▶ _Extrait choisi_:
Un collectionneur peut commencer raisonnablement bien ou tout de suite mal, mais à la fin, quand il devient vieux, il ne garde que des œuvres tout à fait futiles, esthétiques, qui en fait tendent de plus en plus à ne rien dire. Un tableau très mauvais dit beaucoup de choses, il en émane de la médiocrité et de la laideur. On peut aussi faire quelque chose qui en fait n'est rien, et alors votre œuvre se rapproche du presque rien. Comme la collection d'un collectionneur quand il prend de l'âge. Il y a des artistes qui collent dix brindilles en cercle sur un mur, dix brindilles qu'ils ont ramassées, et puis ils s'exclament "que c'est beau, que c'est superbe, que c'est formidable", alors que c'est dénué de toute vie, que c'est pseudo-intellectuel et pseudo-élitiste. Et ça reste là 20 à 30 ans au mur, cette croûte, et à leurs yeux ça exprime bien ce que la vie représente pour eux...

Et puis il y a les tableaux. Tous des 'ready-mades', des objets trouvés. On peut toujours ajouter une grosse tache de peinture ou un personnage ou en faire une composition, mais en fin de compte ce ne sont jamais que des variantes d'un emblème ossifié.

Je comprends qu'on puisse faire ça pendant un an, jouer avec des brindilles, et puis pour une fois changer on met aussi des cailloux, mais pendant vingt années de suite ? Je l'ai souvent constaté, ce n'est pas une plaisanterie : les collectionneurs qui ont un jour eu des vastes collections, ne conservent au fil des ans que les objets qu'ils sont encore capables de supporter. Ce sont donc ces trois brindilles au mur, et puis je me dis : "Bon, si maintenant il enlève aussi ces trois brindilles, peut-être que ça va devenir encore plus supportable". L'endroit le plus supportable dans une foire de l'art, c'est le stand vide dont le marchand a oublié de se manifester. Comme il est vide, il n'offre aucun motif d'irritation. On peut s'y asseoir pour fumer une petite cigarette, au moins si c'est permis. Mais comment des artistes arrivent-ils à s'atrophier à ce point ? Tout leur est trop difficile ou trop pénible. A la longue, leur travail se réduit à rien.

▶ _Consigne_: Selon l'extrait choisi, quel est l'endroit le plus supportable dans une foire de l'art ?

▶ _Extrait du listing_:
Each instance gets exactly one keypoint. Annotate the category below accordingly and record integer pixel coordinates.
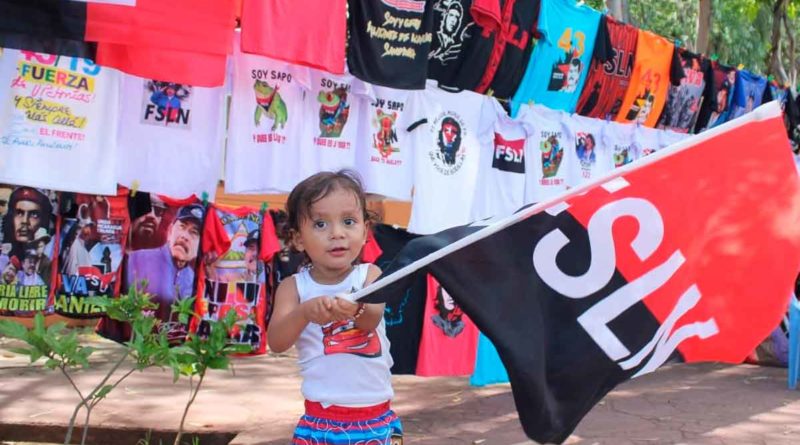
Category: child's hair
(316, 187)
---
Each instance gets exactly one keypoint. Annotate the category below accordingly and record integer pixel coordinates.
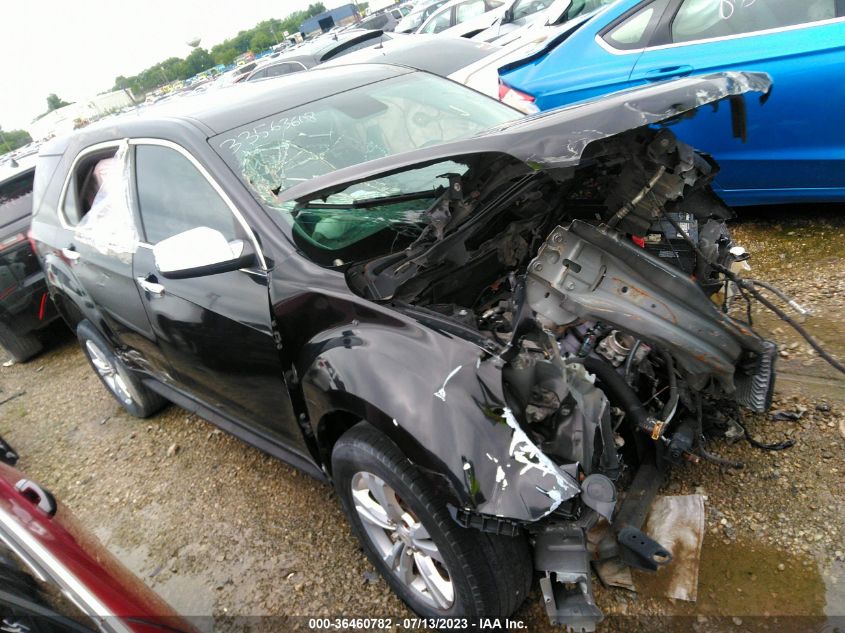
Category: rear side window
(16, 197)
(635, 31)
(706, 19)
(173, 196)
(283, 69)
---
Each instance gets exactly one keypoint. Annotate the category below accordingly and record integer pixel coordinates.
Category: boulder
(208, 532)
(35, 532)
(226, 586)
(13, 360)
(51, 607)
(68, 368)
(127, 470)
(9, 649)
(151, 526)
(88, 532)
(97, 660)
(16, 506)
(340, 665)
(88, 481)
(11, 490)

▶ _Réponse attendue_: Le stand vide dont le marchand a oublié de se manifester.